■ **Listing**:

╔══

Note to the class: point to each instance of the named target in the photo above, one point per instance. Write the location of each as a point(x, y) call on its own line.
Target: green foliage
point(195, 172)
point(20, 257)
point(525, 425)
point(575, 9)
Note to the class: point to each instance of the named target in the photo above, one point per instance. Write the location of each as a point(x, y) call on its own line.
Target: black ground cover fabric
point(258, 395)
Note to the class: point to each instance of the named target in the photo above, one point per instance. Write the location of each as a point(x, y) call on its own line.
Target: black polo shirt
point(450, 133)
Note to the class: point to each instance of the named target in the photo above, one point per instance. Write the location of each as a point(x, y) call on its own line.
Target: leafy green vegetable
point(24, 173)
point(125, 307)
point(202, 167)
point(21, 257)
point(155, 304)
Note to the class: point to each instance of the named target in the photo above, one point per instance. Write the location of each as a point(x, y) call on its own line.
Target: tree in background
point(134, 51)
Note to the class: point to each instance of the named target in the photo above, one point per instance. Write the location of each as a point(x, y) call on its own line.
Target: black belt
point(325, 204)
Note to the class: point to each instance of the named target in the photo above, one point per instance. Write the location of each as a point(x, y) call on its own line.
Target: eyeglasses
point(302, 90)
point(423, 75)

╚══

■ **Written problem**:
Rewrite the items above from the first line up to and including the line with "point(258, 395)". Change "foliage" to "leaves" and leave everything else as it is.

■ **Result for this exercise**:
Note to the class: point to each instance of the named target in the photo above, one point per instance. Write the location of each as a point(x, y) call on its own line.
Target: green leaves
point(195, 172)
point(20, 257)
point(525, 425)
point(575, 9)
Note to the class: point to each instance of the named target in the photo above, one point per instance. Write the location of each as a point(x, y) call on its own line.
Target: black ground cover fabric
point(258, 395)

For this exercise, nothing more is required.